**SCHRIFTLICHE AUFGABE A**
Fasse den Forenbeitrag über den PC-Schrank mit Lüftung in zwei Sätzen zusammen.

**ZITIERTER TEXT**
- - -

# PC Schrank mit Lüftung



## Veralia (18. August 2015)

*PC Schrank mit Lüftung*

Hallöchen ihr Lieben!

Aus Platzgründen würde ich gerne meinen Computer in einen PC Schrank stopfen! Dabei dachte ich an dieses Modell:

ALEX Aufbewahrung - IKEA

Er steht bereits hier und ich habe es ausprobiert, allerdings merke ich, dass es in dem Kasten verdammt heiß wird, auch wenn die Tür beim spielen offen steht. Die Temperaturen sind wie folgt:

Im Spiel WoW
CPU bis 55 Grad
GPU bis 75 Grad

Jedenfalls denke ich nun darüber nach, ein wenig an dem Schrank herum zu basteln. Vielleicht ein paar Öffnungen reinzusägen und dort Lüfter einzubauen. Natürlich hat der Schrank auch den Sinn, den Computer vor unnötig viel Staub zu schützen, weswegen ich einen Staubschutz auch bräuchte.

- - -

**SCHRIFTLICHE AUFGABE B**
Ziehe aus den unten folgenden Datensätzen jede Zeile heraus, in der die Zeichenfolge „every“ vorkommt.

**DATENSÄTZE**
- - -

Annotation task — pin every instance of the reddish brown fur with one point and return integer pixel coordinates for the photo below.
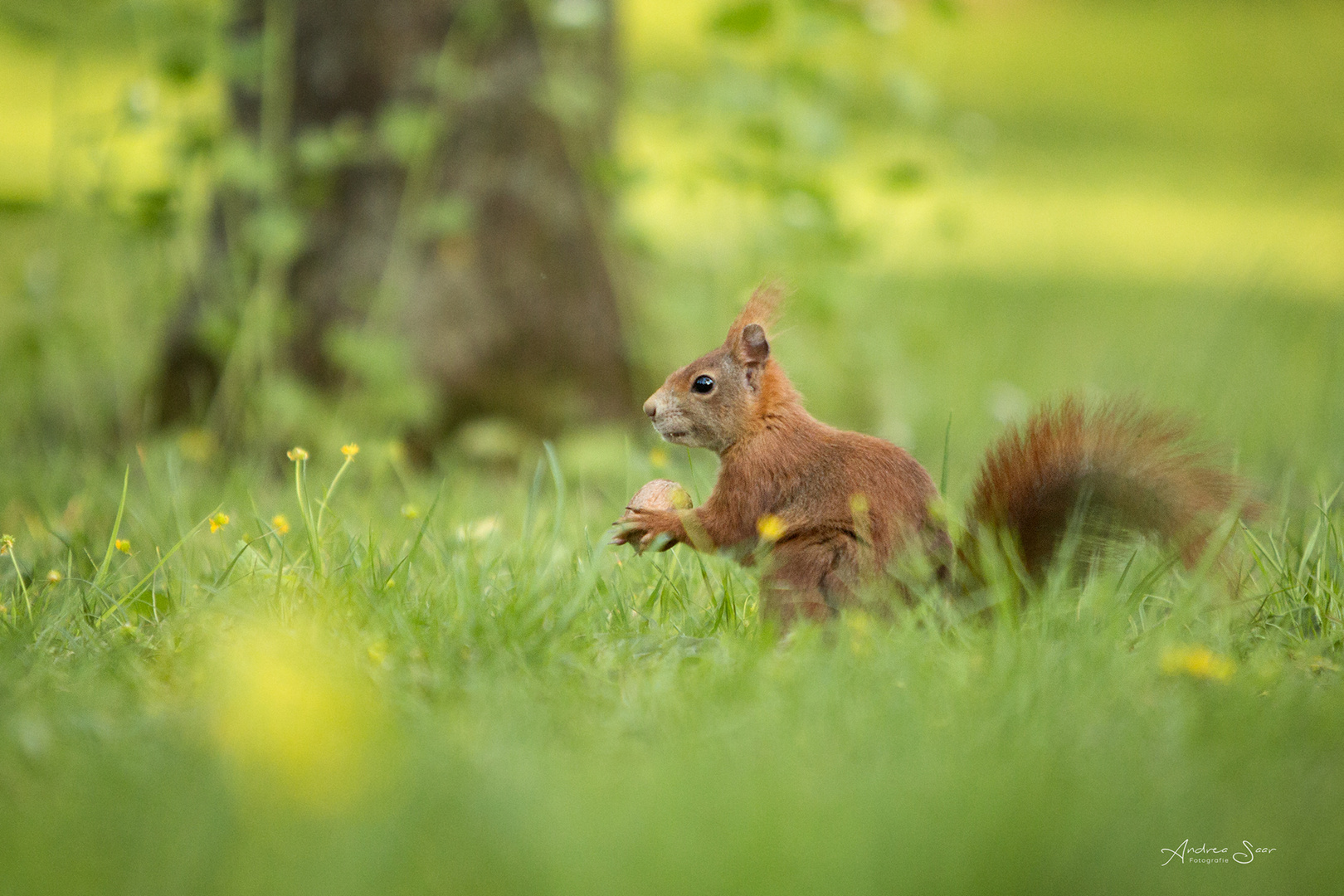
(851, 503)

- - -

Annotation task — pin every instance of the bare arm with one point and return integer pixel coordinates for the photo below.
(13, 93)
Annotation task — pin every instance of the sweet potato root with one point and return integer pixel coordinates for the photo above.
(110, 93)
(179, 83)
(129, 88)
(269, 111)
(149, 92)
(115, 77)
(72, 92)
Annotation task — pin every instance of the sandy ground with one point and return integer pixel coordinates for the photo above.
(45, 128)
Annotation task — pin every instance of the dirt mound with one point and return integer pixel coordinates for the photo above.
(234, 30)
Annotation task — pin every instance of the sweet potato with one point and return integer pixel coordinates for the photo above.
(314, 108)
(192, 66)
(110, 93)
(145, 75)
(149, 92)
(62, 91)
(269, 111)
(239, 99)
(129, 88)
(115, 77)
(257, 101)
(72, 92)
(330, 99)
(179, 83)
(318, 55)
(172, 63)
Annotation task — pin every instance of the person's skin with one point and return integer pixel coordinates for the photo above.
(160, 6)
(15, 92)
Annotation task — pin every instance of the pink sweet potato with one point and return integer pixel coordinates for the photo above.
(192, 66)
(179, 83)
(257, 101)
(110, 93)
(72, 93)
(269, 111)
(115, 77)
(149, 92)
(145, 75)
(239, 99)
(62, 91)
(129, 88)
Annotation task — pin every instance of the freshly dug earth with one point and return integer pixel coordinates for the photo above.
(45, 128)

- - -

**ENDERGEBNIS A**
Aus Platzgründen möchte Veralia den Computer in einen Schrank vom Typ ALEX Aufbewahrung von IKEA stellen, doch darin wird es beim Spielen von WoW selbst bei offener Tür sehr heiß, mit bis zu 55 Grad an der CPU und 75 Grad an der GPU. Deshalb überlegt Veralia, Öffnungen in den Schrank zu sägen und dort Lüfter einzubauen, wobei auch ein Staubschutz nötig wäre, da der Schrank den Computer vor Staub schützen soll.

**ENDERGEBNIS B**
Annotation task — pin every instance of the reddish brown fur with one point and return integer pixel coordinates for the photo below.
Annotation task — pin every instance of the bare arm with one point and return integer pixel coordinates for the photo below.
Annotation task — pin every instance of the sweet potato root with one point and return integer pixel coordinates for the photo above.
Annotation task — pin every instance of the sandy ground with one point and return integer pixel coordinates for the photo above.
Annotation task — pin every instance of the dirt mound with one point and return integer pixel coordinates for the photo above.
Annotation task — pin every instance of the sweet potato with one point and return integer pixel coordinates for the photo above.
Annotation task — pin every instance of the person's skin with one point and return integer pixel coordinates for the photo above.
Annotation task — pin every instance of the pink sweet potato with one point and return integer pixel coordinates for the photo above.
Annotation task — pin every instance of the freshly dug earth with one point and return integer pixel coordinates for the photo above.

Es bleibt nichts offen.